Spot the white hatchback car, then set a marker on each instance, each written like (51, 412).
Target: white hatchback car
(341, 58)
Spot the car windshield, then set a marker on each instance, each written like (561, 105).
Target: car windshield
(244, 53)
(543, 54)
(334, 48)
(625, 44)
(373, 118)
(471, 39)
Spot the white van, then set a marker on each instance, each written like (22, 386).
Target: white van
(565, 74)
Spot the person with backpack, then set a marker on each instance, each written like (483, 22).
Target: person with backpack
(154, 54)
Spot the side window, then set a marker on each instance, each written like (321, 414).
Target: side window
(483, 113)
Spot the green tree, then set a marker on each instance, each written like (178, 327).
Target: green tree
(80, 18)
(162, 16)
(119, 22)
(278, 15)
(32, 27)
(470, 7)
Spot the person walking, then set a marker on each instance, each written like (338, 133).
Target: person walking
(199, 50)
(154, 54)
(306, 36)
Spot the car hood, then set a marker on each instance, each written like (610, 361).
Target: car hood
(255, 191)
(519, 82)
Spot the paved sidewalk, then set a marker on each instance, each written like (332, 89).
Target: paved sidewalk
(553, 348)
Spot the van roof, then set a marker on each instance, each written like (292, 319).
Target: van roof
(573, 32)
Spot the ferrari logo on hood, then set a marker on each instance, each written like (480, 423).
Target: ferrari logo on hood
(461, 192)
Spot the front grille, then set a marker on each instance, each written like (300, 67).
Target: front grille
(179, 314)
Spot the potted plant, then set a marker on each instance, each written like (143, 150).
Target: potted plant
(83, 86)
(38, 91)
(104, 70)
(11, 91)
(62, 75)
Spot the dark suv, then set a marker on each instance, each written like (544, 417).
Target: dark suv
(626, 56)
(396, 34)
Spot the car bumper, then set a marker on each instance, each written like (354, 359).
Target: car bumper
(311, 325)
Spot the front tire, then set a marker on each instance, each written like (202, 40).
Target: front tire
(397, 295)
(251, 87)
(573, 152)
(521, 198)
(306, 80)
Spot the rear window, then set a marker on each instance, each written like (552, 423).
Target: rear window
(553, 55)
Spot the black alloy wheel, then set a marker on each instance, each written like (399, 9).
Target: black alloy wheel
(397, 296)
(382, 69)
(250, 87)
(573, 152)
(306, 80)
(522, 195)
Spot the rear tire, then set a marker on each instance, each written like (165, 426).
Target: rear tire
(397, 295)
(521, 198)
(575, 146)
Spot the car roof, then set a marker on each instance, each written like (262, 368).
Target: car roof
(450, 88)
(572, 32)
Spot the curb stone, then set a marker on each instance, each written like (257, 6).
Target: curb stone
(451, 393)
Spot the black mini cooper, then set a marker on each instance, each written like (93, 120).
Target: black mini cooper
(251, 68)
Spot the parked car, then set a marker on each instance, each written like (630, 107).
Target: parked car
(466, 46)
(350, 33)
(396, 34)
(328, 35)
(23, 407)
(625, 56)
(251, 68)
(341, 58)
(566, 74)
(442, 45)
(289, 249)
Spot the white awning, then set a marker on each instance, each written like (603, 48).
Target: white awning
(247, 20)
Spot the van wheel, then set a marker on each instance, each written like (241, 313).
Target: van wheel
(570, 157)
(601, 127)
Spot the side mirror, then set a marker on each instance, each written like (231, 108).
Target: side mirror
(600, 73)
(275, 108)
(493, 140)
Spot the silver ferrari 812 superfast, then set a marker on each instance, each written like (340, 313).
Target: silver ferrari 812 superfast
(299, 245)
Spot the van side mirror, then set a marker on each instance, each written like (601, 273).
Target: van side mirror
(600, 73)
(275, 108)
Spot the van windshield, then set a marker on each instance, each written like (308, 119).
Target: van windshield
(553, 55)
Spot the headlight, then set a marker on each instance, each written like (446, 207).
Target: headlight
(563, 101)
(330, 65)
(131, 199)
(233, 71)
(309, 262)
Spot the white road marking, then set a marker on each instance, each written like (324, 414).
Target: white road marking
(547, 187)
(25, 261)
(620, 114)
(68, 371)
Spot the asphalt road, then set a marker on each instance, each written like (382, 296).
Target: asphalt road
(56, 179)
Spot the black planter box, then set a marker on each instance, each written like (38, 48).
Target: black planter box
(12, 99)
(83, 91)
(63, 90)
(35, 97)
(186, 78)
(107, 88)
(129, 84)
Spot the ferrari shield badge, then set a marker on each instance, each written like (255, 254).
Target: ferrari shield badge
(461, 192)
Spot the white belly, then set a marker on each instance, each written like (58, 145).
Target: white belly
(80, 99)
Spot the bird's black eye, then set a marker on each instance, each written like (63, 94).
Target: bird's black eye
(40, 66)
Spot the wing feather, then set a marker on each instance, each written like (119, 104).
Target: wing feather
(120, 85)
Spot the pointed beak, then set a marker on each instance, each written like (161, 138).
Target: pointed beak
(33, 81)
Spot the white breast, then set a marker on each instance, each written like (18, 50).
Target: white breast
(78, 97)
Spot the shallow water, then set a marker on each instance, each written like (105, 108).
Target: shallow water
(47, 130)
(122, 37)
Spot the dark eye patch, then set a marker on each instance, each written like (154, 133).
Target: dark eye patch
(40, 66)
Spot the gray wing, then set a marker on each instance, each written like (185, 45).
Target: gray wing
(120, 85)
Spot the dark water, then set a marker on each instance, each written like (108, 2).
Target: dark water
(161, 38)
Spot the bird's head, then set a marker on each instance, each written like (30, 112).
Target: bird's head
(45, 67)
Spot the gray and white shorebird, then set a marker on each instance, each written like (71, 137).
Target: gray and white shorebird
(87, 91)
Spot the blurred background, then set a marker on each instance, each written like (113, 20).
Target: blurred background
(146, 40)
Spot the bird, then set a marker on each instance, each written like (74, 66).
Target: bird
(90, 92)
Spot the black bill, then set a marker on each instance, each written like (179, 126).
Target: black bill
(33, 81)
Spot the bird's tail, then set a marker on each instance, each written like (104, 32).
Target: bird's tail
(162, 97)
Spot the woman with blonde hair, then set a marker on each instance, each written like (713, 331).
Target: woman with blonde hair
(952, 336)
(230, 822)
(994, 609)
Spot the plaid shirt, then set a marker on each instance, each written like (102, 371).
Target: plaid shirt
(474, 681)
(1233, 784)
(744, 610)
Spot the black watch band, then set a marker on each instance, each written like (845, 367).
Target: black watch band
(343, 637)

· · · · · · ·

» Task details:
From the records above, print exactly the lines that run from the line with "Spot the pointed" to the line with "Spot the dark eye", inclusive.

» Answer for the task:
Spot the pointed beak, then set a marker on each instance, each written like (161, 138).
Target: pointed beak
(33, 81)
Spot the white breast, then set a marker on each instance, each written like (18, 50).
Target: white breast
(78, 97)
Spot the shallow water, then set a marker on each instance, each written like (105, 108).
Target: shallow water
(47, 130)
(122, 37)
Spot the dark eye patch, then set a marker on each instance, each written like (154, 133).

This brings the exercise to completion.